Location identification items
—————

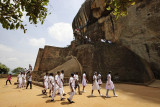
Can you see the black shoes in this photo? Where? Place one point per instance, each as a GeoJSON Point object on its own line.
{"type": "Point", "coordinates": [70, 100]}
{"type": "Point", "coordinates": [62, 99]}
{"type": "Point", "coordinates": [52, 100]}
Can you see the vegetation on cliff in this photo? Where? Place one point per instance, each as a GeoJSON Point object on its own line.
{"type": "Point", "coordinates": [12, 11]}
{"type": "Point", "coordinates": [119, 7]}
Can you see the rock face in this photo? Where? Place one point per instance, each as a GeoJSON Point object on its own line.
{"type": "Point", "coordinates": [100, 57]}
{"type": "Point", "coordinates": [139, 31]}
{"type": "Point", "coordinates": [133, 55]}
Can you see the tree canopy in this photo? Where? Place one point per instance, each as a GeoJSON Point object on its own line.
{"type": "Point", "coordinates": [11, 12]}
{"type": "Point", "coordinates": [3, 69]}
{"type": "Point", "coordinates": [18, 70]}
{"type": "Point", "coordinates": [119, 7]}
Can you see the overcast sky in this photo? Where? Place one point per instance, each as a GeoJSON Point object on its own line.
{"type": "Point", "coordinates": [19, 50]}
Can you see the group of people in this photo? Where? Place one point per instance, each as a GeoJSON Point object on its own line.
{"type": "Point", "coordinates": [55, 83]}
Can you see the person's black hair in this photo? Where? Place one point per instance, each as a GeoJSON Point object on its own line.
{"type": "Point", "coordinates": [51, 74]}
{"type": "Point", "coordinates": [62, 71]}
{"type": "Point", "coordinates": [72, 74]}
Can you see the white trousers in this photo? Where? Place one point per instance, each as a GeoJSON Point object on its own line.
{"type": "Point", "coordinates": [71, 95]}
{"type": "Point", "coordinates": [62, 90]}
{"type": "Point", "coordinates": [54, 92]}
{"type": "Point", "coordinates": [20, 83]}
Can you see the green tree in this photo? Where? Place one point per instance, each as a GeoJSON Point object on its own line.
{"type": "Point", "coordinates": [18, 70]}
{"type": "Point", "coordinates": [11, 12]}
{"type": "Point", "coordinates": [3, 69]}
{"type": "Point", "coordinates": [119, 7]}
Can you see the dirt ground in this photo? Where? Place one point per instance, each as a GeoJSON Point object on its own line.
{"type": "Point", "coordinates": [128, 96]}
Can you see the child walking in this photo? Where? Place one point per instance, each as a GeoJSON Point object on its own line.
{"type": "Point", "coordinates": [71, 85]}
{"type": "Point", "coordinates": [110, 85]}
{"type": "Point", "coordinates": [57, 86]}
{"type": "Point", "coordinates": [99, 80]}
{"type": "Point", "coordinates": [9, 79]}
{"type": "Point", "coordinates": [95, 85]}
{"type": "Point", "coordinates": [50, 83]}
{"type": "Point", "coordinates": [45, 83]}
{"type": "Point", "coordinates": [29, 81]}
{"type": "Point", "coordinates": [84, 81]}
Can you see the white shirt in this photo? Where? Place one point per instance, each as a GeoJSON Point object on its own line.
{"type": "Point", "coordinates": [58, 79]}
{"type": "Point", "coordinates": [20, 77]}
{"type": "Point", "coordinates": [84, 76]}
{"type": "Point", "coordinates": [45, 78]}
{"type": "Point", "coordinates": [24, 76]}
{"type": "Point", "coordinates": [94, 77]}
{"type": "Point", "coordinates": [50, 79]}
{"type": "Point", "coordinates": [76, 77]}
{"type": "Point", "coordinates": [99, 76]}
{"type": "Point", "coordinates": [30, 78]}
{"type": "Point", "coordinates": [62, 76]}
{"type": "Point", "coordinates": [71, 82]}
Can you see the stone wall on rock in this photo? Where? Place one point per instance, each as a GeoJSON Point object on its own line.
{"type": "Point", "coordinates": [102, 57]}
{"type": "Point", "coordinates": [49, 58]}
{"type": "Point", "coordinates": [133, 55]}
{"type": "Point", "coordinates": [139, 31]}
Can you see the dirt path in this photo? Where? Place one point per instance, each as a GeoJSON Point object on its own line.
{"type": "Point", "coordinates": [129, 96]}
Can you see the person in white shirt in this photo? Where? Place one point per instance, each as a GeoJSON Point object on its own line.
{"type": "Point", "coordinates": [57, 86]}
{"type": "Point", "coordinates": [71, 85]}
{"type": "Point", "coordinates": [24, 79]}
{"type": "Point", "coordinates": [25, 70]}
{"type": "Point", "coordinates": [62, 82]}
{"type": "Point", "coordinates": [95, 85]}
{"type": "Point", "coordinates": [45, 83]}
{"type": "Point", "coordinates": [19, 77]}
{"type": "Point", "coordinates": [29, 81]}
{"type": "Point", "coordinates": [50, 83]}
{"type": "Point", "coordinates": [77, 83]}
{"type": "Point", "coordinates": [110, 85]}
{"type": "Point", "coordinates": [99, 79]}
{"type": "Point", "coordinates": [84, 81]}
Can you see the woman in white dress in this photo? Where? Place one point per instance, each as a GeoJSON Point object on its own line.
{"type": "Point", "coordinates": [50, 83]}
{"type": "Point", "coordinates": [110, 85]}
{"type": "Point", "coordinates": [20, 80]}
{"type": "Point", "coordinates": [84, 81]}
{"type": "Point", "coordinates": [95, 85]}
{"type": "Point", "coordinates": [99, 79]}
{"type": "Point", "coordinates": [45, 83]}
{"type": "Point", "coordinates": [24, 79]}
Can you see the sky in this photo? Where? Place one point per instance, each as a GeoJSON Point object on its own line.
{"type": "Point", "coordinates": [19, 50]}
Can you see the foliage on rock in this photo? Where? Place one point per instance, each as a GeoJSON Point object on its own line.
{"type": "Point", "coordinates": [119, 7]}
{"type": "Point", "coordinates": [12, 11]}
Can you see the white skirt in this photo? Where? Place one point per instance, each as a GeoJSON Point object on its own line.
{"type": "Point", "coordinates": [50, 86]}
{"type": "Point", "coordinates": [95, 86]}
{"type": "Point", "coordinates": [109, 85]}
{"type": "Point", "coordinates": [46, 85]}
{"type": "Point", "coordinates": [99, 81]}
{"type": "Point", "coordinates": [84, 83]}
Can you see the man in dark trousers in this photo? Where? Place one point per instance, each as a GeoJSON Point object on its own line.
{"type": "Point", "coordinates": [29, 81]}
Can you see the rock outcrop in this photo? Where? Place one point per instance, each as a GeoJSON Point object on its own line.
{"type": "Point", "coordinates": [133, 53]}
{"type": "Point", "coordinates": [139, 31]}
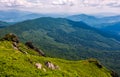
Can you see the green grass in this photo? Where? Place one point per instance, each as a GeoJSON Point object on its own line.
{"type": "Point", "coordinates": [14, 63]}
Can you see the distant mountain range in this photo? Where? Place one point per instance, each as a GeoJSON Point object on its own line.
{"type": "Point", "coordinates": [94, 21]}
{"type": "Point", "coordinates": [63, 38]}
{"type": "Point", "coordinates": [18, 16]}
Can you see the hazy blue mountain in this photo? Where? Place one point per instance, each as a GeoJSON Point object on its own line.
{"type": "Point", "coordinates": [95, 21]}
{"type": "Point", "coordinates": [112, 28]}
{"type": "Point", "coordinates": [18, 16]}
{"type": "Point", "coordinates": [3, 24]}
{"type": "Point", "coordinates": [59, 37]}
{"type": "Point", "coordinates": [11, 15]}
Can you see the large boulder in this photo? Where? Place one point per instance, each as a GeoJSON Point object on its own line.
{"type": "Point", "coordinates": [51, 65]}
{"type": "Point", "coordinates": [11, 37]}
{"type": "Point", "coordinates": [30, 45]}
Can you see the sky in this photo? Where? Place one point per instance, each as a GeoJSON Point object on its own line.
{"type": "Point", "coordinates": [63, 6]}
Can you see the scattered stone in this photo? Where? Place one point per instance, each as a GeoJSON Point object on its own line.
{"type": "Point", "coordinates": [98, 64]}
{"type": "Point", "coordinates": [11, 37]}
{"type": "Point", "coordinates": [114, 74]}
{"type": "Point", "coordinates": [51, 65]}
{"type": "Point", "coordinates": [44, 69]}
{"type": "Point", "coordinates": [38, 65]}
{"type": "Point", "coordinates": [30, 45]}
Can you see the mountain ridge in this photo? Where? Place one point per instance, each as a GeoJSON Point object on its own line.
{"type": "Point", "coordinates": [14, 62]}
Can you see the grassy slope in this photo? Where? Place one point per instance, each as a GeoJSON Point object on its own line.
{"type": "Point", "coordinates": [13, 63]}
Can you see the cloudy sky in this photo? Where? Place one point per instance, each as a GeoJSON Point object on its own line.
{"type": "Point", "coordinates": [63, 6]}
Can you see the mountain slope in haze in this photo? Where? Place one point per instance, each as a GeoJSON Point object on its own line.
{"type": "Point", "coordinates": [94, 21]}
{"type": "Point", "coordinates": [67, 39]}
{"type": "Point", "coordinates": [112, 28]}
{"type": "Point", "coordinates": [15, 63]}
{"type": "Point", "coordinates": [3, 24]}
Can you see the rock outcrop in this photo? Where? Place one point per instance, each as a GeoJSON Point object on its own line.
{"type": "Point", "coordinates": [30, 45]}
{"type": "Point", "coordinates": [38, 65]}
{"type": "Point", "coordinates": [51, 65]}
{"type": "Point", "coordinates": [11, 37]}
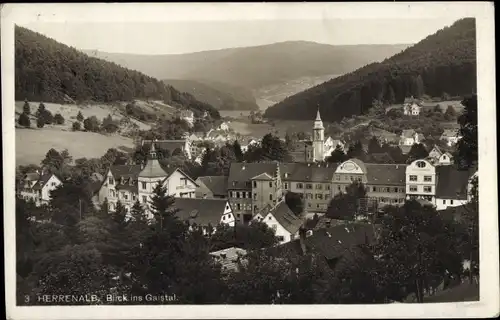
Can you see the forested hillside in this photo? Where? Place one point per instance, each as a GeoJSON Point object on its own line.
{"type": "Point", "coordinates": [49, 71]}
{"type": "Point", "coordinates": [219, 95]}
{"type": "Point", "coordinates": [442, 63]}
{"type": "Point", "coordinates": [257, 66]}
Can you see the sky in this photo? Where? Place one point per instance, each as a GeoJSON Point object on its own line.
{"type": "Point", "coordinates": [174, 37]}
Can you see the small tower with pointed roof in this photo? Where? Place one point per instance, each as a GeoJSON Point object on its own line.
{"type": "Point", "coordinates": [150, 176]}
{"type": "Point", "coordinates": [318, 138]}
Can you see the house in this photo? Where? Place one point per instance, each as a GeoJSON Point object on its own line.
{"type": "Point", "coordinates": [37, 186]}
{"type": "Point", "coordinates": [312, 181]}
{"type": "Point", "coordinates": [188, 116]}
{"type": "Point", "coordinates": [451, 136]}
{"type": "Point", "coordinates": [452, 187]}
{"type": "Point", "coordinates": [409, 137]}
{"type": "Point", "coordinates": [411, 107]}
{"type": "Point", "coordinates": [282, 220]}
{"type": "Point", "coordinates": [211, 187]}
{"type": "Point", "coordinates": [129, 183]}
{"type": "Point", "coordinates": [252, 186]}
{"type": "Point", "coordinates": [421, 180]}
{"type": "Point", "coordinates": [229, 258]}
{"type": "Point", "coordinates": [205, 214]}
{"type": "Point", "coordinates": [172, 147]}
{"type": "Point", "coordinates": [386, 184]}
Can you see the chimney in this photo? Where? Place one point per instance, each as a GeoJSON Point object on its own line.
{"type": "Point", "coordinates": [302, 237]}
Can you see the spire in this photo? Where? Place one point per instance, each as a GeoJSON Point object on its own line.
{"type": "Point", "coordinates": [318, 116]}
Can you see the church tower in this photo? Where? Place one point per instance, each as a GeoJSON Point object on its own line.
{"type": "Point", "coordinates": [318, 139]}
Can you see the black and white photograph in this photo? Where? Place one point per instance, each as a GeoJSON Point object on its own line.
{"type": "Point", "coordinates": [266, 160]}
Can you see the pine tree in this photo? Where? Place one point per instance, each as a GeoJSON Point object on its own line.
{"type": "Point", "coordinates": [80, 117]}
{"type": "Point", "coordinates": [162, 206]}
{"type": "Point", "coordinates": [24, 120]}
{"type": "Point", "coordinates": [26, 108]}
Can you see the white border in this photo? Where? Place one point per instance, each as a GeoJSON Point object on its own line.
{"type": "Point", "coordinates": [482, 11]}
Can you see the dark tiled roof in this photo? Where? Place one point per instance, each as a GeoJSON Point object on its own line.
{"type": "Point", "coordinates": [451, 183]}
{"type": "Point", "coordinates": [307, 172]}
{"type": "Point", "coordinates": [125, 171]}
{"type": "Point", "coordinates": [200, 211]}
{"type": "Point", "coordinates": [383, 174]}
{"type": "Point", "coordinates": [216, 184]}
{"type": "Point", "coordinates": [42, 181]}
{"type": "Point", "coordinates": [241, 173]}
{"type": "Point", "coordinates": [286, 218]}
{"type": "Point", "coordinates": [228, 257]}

—————

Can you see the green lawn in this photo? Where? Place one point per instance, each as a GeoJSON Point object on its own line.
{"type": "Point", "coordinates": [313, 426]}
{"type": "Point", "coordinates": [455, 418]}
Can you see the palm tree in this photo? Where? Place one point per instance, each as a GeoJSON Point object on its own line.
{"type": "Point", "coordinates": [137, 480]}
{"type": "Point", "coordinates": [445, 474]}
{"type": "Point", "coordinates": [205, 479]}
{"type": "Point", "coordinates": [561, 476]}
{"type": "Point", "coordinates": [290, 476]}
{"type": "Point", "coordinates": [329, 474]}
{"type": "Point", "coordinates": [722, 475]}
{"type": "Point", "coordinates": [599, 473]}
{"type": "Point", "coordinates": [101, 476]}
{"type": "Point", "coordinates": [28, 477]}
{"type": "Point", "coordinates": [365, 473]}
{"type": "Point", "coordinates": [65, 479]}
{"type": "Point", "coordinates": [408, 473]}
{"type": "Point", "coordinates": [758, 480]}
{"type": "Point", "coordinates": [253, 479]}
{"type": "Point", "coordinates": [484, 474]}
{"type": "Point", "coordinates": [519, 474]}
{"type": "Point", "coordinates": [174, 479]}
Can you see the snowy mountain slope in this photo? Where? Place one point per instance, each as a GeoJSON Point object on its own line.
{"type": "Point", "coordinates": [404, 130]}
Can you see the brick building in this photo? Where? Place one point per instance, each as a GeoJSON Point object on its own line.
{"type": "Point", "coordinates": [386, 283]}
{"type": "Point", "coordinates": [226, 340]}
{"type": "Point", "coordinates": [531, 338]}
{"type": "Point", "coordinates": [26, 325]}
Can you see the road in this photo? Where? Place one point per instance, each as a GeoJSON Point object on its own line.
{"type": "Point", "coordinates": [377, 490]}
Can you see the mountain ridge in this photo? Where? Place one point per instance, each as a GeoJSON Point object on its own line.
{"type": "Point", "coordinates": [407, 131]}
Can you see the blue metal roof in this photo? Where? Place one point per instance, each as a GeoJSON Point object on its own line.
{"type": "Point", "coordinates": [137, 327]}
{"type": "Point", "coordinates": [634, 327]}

—————

Work to be completed. Which lines above contain the word "stone"? List each of them in full.

Finished task.
Can you see the stone wall on rock in this photo? Where? Place one point per instance, each as a GeoJSON Point object on its own line.
Can you see the scattered stone in this photo? Where? Place one point per instance, each as a GeoJSON Point object on its own line.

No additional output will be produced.